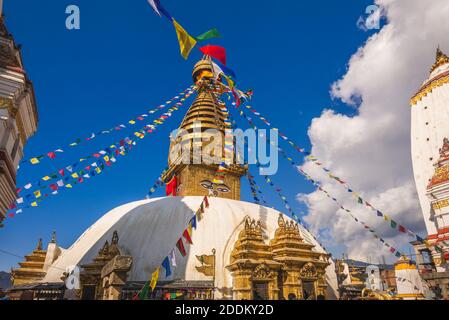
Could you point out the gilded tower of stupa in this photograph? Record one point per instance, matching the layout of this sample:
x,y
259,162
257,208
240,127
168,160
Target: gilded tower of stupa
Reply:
x,y
198,147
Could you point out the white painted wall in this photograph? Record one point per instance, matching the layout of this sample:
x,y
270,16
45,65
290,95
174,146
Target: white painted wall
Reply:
x,y
430,125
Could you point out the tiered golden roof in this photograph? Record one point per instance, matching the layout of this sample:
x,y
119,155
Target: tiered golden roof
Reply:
x,y
289,247
32,269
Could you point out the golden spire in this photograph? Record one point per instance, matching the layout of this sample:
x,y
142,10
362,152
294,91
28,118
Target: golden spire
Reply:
x,y
197,148
440,59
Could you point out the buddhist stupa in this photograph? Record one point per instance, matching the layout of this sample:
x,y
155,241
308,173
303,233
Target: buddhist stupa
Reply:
x,y
240,250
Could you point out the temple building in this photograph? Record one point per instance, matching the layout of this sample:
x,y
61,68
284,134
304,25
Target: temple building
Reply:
x,y
430,156
18,115
238,250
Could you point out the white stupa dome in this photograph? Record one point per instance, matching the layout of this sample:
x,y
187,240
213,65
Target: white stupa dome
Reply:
x,y
149,229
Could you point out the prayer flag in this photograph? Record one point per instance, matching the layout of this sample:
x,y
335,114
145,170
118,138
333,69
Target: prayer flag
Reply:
x,y
171,187
158,8
181,248
193,222
166,265
186,41
154,278
213,33
186,235
143,294
206,202
173,258
216,52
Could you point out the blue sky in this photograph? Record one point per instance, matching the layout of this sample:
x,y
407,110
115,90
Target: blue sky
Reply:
x,y
125,60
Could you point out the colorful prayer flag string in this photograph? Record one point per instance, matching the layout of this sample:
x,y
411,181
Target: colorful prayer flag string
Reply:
x,y
316,161
18,206
53,154
149,128
157,184
282,197
169,261
70,181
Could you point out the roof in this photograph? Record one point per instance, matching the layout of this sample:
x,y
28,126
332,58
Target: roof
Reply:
x,y
149,230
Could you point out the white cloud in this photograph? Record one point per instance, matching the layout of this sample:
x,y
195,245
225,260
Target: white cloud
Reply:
x,y
371,150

▬▬▬▬▬▬▬▬▬▬

Would you return the whole listing above exactly as written, skipping any image?

Could you point out the gilded tower of stupa in this photograph? Record one point per instance, matching the layout of this sample:
x,y
259,162
257,208
240,127
168,160
Target: gilded tower of stupa
Reply:
x,y
198,147
Could you point out the white painted wall in this photograph? Record one point per instance, matching the layout of this sample:
x,y
270,16
45,65
290,95
174,146
Target: white painted wall
Reply:
x,y
430,125
Could you point out the tiered golden roof in this photograph? Record one point per instance, matching the layout of this sample:
x,y
119,155
Target: tiered golden roof
Reply:
x,y
289,247
32,269
Could you point out the golden spire in this photograph? Record one point per instance, matching the layout of this sample:
x,y
142,10
362,152
294,91
28,118
Target: golden spire
Reply:
x,y
197,148
440,59
Could you point out the buddhist stupa in this photograph? Record one point per instance, matching the layout of this sample:
x,y
155,241
308,173
303,233
Target: buddhist stupa
Reply:
x,y
240,250
Could you point out the temple building in this photograph? Record one point per instance, matching the layout of this sample:
x,y
61,68
284,134
304,25
Target: temple building
Reply:
x,y
430,156
18,115
238,250
Could you point out the white stupa dome in this photograph? Record one point per instance, matching the layout of this sample:
x,y
187,240
213,65
Target: white stupa dome
Reply:
x,y
149,229
Could you point out the prayer flag in this photograph? Record one point per instance, matching the layout of this sample:
x,y
335,114
145,170
118,138
333,69
Target: prayer flag
Reply:
x,y
171,187
158,8
181,248
193,222
166,265
186,41
154,278
213,33
186,235
143,294
206,202
173,258
216,52
Could you point out the blue sky in this photograph? Record one point per instance, matching the layout of this sample:
x,y
407,110
115,90
Target: blue sky
Reply:
x,y
125,60
Could you point out the colorful prayer flag string in this photograph? Record one point per instance, matching the layout of this sample:
x,y
411,181
Target: colorful prayer flag string
Reply:
x,y
316,161
18,206
53,154
149,128
157,184
282,197
169,261
70,181
Could you point out the roof in this photograph? Record one point per instance, matching the layout of this sample:
x,y
28,126
332,58
Target: roof
Reply:
x,y
149,230
Could you point out the white cloud in this photograph? Record one point per instance, matching the layout of this sample:
x,y
195,245
225,260
Target: white cloud
Reply:
x,y
371,150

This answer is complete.